*Task instructions:*
1. In one to three sentences, explain why the municipal spokesperson in the article on Makhanda's water crisis tells residents to store water.
2. Extend the article on Makhanda's water crisis, picking up after its final paragraph.

=== Supplied passage ===

Residents in Makhanda are concerned over what impact the ongoing water crisis will have on their ability to prevent the spread of Covid-19.

Makana Municipal spokesperson Yoliswa Ramokolo confirmed that “water shedding will continue as planned”, with water cuts every third day for the entire municipality. She said residents should “store water for the one day it is shut off” so that they are able to wash their hands.

On Wednesday, members from the Unemployed People’s Movement (UPM) staged a sit-in at the council chambers. They demanded that the municipality address the water crisis to ensure that poor residents could follow the necessary preventative measures as advised by the World Health Organisation and the South African Department of Health, which stress regular hand washing.

“The president said we must sanitise and wash our hands. Hand sanitiser is a luxury for the poor; what should be accessible to them is water,” said Ayanda Kota, spokesperson for UPM.

Makana water and sanitation manager Gubevu Maduna said that the municipality did not have enough water and it was weighing its options. A plan of action will be communicated later this week, he said.

Eastern Cape Red Cross branch manager Coralie Peo said the organisation was “concerned about the impact of water scarcity on the lives of the most vulnerable”.

=== Data for review ===

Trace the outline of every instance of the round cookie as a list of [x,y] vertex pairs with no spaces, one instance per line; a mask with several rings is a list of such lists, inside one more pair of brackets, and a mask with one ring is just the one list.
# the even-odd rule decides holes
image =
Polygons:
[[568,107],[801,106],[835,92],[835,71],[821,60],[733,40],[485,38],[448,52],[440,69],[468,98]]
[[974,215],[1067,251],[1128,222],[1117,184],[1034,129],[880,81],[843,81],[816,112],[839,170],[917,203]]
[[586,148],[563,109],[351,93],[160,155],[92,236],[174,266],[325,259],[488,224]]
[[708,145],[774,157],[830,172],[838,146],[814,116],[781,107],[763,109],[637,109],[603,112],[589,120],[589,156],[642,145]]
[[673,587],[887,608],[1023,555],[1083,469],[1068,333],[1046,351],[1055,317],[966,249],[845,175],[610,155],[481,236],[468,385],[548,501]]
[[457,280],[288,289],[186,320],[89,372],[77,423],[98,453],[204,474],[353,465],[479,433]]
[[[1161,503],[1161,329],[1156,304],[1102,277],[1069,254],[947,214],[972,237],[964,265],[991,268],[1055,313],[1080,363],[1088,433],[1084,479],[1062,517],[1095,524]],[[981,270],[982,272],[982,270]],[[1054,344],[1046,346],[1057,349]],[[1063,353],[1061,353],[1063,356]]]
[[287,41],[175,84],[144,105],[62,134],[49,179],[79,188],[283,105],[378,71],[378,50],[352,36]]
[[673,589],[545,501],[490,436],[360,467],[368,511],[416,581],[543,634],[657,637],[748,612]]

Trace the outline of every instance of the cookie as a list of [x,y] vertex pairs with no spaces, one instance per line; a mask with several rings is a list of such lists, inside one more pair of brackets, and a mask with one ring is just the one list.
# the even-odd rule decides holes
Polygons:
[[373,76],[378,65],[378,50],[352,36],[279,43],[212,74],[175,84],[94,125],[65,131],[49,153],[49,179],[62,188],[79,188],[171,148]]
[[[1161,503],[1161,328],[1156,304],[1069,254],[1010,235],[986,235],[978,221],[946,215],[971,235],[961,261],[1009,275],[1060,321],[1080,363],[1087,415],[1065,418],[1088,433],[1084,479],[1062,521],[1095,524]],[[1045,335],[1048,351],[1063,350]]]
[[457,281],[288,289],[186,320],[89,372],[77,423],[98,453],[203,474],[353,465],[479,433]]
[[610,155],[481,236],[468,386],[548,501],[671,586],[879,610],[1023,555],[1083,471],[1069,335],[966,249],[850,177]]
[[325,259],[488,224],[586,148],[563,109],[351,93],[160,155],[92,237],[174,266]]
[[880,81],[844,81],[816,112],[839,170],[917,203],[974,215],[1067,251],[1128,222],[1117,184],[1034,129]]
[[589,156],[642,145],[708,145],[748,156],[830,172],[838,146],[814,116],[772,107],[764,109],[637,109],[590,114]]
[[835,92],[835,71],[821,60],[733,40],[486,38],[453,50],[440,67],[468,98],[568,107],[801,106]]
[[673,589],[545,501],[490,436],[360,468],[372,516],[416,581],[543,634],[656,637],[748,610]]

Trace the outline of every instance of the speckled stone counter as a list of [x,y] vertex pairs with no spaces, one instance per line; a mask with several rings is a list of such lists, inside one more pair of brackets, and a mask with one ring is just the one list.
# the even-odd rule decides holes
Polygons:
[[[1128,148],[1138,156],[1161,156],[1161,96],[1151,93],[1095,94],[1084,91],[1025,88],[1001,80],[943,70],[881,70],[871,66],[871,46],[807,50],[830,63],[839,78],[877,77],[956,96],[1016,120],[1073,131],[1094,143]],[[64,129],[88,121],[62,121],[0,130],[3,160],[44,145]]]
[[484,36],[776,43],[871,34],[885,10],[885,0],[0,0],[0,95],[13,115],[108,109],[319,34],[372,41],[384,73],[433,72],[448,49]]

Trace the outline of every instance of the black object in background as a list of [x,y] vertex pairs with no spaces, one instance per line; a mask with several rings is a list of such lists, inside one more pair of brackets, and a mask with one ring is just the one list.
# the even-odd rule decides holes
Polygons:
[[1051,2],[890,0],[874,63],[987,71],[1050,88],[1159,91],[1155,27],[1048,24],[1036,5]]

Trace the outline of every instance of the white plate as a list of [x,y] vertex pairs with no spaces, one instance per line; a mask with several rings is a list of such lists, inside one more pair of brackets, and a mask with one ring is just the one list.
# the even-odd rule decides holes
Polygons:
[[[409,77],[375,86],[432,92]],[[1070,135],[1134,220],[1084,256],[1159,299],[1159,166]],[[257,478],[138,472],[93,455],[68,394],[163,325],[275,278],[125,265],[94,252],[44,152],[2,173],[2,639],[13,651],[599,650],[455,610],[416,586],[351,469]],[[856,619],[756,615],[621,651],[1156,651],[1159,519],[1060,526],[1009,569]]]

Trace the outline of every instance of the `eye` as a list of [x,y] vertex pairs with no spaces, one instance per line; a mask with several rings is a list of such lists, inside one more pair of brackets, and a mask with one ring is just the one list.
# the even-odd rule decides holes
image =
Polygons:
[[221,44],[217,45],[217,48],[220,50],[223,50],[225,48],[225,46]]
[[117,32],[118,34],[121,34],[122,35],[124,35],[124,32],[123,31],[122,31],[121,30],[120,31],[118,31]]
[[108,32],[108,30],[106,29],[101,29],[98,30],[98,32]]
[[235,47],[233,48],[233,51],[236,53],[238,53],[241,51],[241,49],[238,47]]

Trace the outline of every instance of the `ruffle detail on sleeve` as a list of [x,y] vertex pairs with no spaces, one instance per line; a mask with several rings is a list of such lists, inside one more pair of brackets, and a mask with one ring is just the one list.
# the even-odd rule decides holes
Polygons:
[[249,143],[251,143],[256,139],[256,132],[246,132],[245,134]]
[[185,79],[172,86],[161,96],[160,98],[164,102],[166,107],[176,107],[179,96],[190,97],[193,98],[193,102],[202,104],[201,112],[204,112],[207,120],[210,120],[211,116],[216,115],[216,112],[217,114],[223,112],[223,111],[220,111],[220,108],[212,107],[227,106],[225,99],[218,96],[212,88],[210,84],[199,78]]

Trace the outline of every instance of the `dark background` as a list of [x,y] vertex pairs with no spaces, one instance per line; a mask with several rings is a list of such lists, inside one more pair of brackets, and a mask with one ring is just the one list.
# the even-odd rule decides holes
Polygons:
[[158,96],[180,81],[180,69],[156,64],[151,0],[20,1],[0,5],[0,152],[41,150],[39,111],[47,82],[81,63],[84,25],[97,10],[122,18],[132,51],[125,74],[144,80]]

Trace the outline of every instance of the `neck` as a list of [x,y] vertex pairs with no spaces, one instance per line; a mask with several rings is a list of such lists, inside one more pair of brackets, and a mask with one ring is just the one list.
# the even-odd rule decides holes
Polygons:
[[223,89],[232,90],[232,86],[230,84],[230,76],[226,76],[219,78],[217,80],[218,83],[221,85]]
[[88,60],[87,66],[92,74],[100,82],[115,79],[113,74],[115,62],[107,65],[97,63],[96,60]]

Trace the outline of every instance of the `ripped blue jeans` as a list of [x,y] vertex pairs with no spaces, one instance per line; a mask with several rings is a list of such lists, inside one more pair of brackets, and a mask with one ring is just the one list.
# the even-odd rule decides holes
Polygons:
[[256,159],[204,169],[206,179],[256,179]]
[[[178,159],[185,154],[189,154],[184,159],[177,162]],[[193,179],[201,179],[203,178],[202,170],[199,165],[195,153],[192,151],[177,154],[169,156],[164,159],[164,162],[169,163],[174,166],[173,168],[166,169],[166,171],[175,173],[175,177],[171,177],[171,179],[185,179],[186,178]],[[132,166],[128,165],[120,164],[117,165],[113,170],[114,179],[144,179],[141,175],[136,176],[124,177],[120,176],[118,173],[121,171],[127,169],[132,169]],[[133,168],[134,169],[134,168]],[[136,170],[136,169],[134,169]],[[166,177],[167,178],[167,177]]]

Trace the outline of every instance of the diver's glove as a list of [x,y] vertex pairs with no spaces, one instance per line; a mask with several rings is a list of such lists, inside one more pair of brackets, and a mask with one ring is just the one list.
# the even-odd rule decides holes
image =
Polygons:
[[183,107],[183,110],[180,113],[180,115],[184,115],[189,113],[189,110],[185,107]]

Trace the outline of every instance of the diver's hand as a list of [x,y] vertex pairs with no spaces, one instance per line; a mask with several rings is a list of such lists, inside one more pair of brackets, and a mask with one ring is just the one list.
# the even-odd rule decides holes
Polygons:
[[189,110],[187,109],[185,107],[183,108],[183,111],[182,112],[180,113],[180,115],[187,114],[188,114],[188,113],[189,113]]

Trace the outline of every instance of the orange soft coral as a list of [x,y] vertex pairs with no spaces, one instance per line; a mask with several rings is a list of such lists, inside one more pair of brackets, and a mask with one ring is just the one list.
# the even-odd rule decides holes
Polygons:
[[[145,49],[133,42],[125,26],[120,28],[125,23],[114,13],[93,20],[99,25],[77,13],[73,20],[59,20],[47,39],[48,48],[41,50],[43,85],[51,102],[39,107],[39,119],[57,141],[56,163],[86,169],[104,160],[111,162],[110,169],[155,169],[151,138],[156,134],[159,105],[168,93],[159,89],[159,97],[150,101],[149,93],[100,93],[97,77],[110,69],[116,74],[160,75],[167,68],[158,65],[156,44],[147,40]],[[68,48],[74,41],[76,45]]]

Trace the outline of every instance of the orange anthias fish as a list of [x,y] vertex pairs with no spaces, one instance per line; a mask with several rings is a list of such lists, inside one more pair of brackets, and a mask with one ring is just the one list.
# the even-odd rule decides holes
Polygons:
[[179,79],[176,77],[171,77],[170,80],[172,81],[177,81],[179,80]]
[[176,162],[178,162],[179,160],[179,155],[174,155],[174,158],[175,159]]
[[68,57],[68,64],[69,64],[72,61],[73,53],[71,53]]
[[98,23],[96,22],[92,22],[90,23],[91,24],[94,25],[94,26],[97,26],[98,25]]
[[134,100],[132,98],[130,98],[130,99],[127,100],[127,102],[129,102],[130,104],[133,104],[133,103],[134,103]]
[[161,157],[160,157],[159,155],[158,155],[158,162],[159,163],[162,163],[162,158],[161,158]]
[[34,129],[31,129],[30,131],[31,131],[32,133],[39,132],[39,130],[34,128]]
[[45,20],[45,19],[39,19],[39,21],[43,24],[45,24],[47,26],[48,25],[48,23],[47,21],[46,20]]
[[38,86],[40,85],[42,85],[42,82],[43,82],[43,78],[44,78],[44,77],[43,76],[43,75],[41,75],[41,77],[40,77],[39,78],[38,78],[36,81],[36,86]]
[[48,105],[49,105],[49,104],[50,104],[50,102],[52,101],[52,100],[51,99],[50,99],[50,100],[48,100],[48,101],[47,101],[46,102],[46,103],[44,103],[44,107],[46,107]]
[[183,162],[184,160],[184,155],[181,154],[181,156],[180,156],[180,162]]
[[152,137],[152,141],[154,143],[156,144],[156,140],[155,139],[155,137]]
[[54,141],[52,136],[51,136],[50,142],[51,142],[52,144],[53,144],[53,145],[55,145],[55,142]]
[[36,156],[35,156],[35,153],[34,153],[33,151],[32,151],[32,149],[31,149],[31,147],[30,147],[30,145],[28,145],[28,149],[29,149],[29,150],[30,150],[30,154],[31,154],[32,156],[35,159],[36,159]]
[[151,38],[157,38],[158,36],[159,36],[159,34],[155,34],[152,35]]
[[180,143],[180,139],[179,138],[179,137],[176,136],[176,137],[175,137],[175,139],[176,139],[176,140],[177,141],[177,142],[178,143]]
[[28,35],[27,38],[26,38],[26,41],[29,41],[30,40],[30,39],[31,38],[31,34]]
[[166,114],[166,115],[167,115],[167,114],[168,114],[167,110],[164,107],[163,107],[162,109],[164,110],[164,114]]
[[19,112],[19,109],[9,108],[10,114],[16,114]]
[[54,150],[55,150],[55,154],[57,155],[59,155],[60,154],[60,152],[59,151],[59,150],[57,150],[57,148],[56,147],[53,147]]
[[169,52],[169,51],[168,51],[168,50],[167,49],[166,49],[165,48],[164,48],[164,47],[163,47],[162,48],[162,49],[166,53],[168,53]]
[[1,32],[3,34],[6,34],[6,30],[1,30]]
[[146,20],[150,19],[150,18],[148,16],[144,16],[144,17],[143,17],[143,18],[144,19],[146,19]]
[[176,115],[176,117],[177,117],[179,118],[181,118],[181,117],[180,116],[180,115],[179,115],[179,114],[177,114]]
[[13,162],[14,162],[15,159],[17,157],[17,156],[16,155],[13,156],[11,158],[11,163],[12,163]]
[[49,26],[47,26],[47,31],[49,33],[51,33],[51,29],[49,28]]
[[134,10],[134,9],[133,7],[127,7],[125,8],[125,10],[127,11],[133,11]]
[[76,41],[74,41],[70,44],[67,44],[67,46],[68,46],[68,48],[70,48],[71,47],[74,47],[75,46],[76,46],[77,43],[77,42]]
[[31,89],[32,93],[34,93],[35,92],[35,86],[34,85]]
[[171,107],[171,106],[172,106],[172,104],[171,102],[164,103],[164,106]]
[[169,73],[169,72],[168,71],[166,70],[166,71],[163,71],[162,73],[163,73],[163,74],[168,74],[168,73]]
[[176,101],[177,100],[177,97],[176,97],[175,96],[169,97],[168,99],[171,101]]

===

*Task-by-task outputs:*
1. Water is cut every third day for the entire municipality. She says residents should store water for the one day it is shut off so that they can still wash their hands.

2.
Peo said the Red Cross could be setting up local hand washing water points in communities where water availability is a problem.

She said that they had 60 trained community volunteers in the province, ten of them in Makhanda, who will provide community-based health communication and services with the Eastern Cape Department of Health.

On Monday, Eastern Cape Premier Oscar Mabuyane announced that extra water tanks and soap would be provided to communities in drought-stricken areas. The Department of Health did not reply to queries about the logistics of this undertaking.

This week, Rhodes University announced that it is closing until 14 April.

The annual Makhanda National Arts Festival also announced that the 2020 festival would be “going virtual” in order to “share some magic and hope to those confined to their homes” while providing vital work for artists.